**QUOTED PASSAGE**

'''

Item 1. Security and Issuer
This statement relates to the common stock, $0.01 par value per share (the “Common Stock”), of Alaska Communications Systems Group, Inc., a Delaware corporation (“Alaska Communications”). Alaska Communications has its principal executive offices at 600 Telephone Avenue, Anchorage, Alaska 99503. Each of the Reporting Persons disclaims the existence of a “group” as between Parent, Holdco and ATN (as defined below), and disclaims beneficial ownership, for purposes of Section 13(d) of the Exchange Act, of any securities held directly by the other Reporting Persons. This report shall not be deemed to be an admission that any of the Reporting Persons are a “group” for purposes of Rule 13d-5 of the Exchange Act.
Item 2. Identity and Background
(a) – (c), (f) This statement is filed by the following persons:
i. | Project 8 Buyer, LLC., a Delaware limited liability company (“Parent”); |
ii. | Project 8 Capital, LLC, a Delaware limited liability company (“Holdco”), which is the sole owner of Parent; and |
iii. | ATN International, Inc., a Delaware corporation (“ATN”), which is an owner of Holdco. |
Each of Parent and Holdco were formed in connection with the Merger Agreement and Merger (as defined below). The principal business of ATN is providing telecommunications services. The business address and principal executive offices of Parent, Holdco and ATN are 500 Cummings Center, Beverly, Massachusetts 01915.
For information with respect to the identity and background of each executive officer and director of each Reporting Person, see Schedule A attached hereto.
(d), (e) During the last five years, none of the Reporting Persons or, to the best of their knowledge, any person identified on Schedule A has been (i) convicted of any criminal proceeding (excluding traffic violations or similar misdemeanors) or (ii) a party to a civil proceeding of a judicial or administrative body of competent jurisdiction and as a result of such proceeding was or is subject to a judgment, decree or final order enjoining future violations of, or prohibiting or mandating activities subject to, federal or state securities laws or finding any violation with respect to such laws.

'''

**RECORD LIST**

'''

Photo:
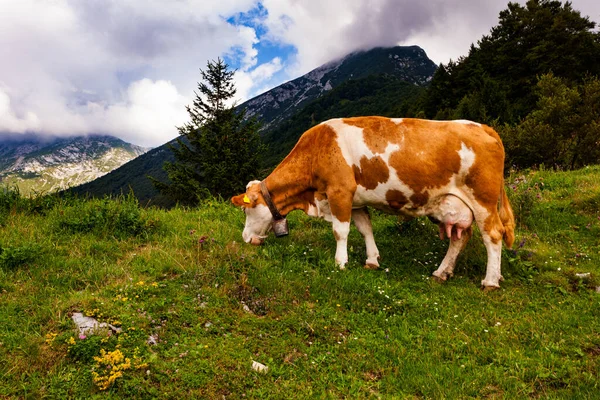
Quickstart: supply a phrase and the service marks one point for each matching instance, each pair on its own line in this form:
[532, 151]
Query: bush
[14, 257]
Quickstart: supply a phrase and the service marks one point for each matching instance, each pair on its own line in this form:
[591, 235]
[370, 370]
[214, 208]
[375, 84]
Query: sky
[128, 68]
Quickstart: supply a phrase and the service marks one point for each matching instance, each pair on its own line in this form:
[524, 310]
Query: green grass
[214, 304]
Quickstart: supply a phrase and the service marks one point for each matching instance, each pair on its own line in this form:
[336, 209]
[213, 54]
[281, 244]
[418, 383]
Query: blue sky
[128, 68]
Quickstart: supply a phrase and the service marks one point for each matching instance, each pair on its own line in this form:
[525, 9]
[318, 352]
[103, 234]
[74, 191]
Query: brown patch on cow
[372, 128]
[428, 156]
[372, 172]
[316, 165]
[396, 199]
[419, 199]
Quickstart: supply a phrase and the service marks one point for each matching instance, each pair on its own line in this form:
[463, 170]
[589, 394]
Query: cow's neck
[290, 185]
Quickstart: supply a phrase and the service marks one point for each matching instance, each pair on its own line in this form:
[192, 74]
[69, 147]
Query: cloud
[325, 30]
[67, 65]
[129, 67]
[252, 83]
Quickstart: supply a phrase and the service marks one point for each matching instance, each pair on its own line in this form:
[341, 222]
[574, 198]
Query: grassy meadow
[191, 306]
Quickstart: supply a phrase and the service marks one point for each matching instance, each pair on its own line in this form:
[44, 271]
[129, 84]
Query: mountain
[409, 64]
[39, 164]
[380, 81]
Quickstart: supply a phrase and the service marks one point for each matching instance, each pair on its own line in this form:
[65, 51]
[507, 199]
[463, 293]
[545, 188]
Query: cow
[451, 171]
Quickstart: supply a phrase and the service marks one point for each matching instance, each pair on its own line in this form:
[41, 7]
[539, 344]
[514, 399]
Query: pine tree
[219, 149]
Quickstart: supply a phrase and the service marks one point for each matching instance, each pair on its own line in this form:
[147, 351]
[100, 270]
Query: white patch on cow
[467, 159]
[312, 211]
[494, 252]
[353, 149]
[350, 140]
[466, 122]
[321, 209]
[258, 222]
[251, 183]
[458, 121]
[341, 230]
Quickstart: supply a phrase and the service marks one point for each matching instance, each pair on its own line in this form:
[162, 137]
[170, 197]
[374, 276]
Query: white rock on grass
[87, 325]
[262, 368]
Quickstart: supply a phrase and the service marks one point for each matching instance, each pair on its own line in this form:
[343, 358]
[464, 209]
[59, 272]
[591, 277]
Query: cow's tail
[507, 217]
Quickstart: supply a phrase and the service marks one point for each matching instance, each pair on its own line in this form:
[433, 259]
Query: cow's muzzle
[280, 227]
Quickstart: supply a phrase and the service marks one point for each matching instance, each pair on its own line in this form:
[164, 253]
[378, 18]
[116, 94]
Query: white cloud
[149, 114]
[252, 83]
[128, 67]
[325, 30]
[64, 61]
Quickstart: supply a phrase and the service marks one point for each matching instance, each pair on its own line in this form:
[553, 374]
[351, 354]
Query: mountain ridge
[402, 64]
[40, 164]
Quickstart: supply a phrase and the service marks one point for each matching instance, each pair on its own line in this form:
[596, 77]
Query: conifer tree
[219, 149]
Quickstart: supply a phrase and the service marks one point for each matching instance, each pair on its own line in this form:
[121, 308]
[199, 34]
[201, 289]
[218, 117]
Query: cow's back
[404, 162]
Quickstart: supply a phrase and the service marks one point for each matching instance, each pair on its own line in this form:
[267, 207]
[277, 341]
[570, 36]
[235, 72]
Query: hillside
[408, 64]
[361, 79]
[190, 307]
[40, 164]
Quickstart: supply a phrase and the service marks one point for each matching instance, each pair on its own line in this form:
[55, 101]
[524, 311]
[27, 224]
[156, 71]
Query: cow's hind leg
[492, 231]
[362, 220]
[446, 269]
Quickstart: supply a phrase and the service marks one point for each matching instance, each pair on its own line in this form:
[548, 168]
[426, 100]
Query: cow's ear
[240, 200]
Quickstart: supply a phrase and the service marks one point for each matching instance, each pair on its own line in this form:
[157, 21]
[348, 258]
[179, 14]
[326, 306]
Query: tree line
[535, 78]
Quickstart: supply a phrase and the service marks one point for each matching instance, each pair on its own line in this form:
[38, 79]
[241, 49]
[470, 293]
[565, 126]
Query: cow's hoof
[442, 277]
[489, 288]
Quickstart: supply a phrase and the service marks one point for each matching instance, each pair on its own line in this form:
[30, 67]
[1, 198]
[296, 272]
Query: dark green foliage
[563, 130]
[15, 257]
[133, 176]
[85, 348]
[12, 201]
[120, 218]
[221, 150]
[496, 80]
[383, 95]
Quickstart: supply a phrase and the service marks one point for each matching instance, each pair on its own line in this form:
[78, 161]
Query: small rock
[87, 325]
[246, 308]
[259, 367]
[152, 340]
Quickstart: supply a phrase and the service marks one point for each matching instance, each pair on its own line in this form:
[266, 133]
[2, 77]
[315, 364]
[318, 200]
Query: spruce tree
[219, 149]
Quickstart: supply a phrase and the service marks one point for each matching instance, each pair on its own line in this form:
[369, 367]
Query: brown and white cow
[451, 171]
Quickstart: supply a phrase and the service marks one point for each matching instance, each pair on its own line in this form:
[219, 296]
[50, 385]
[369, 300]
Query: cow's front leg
[340, 203]
[446, 269]
[362, 220]
[340, 232]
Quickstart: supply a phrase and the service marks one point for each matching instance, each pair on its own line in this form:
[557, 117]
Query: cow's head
[259, 220]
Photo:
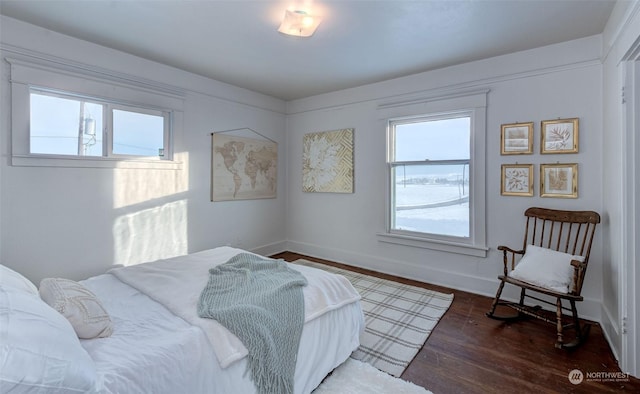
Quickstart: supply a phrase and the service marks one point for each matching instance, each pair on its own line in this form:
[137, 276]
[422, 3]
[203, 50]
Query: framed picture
[516, 139]
[517, 180]
[559, 180]
[559, 136]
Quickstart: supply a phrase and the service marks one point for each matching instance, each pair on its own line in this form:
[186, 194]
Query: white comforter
[176, 283]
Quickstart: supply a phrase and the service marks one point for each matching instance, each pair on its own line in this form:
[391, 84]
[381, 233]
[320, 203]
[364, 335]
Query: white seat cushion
[546, 268]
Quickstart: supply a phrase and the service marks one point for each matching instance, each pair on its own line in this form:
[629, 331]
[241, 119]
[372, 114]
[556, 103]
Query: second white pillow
[79, 305]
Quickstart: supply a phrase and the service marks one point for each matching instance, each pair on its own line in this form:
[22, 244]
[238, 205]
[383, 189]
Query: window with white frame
[436, 175]
[65, 124]
[71, 115]
[429, 175]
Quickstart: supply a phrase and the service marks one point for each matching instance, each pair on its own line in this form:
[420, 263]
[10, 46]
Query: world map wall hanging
[242, 168]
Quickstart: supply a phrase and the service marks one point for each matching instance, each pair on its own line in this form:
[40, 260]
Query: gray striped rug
[398, 318]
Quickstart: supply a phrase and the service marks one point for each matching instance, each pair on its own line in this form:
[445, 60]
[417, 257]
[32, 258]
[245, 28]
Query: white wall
[76, 222]
[621, 33]
[559, 81]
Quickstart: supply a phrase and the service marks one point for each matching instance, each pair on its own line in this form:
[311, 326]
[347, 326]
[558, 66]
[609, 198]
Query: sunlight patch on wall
[151, 234]
[132, 186]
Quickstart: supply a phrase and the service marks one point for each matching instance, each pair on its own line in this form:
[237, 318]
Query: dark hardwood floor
[469, 353]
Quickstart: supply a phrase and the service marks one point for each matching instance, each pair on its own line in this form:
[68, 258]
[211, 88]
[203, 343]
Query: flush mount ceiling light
[299, 23]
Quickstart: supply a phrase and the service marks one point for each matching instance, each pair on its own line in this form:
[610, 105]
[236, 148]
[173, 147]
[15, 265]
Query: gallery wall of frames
[559, 136]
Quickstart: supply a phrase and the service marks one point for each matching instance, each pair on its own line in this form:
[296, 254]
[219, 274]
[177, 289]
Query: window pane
[65, 126]
[137, 134]
[431, 199]
[442, 139]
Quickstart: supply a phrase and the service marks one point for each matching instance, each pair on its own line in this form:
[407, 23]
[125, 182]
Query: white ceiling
[358, 42]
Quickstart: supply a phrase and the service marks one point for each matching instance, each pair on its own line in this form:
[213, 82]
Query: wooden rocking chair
[550, 231]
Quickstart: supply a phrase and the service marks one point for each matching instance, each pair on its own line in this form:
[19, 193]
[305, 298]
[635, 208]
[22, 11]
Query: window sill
[444, 246]
[92, 162]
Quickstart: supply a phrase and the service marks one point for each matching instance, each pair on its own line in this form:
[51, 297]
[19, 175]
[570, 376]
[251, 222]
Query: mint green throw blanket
[260, 301]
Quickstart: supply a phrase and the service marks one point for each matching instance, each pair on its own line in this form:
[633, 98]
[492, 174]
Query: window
[436, 172]
[429, 169]
[67, 114]
[64, 124]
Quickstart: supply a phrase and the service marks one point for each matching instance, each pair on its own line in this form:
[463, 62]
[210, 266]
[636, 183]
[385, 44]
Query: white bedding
[177, 283]
[154, 351]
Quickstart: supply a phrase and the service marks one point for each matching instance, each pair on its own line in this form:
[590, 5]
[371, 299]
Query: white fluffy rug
[356, 377]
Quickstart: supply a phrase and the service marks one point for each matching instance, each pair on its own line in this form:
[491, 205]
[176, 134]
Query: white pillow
[546, 268]
[39, 351]
[11, 279]
[79, 305]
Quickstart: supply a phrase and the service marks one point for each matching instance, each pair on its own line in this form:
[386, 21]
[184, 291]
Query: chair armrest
[505, 259]
[506, 249]
[578, 271]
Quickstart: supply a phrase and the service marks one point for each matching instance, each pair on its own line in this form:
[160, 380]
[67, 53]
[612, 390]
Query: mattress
[152, 350]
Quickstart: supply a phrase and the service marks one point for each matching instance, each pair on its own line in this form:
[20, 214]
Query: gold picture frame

'''

**DIRECTIVES**
(1) Please answer these questions from the Alaska Communications filing:
(a) What is the address of Alaska Communications' principal executive offices?
(b) Which entity is the sole owner of Parent?
(c) What is ATN's principal business?
(2) Extract every line of the listing that contains the string "green". Case counts.
The text and the listing have no connection to each other.

**ANSWERS BELOW**
(1)
(a) 600 Telephone Avenue, Anchorage, Alaska 99503
(b) Project 8 Capital, LLC ("Holdco")
(c) Providing telecommunications services

(2)
Query: green grass
Query: dark green foliage
Query: mint green throw blanket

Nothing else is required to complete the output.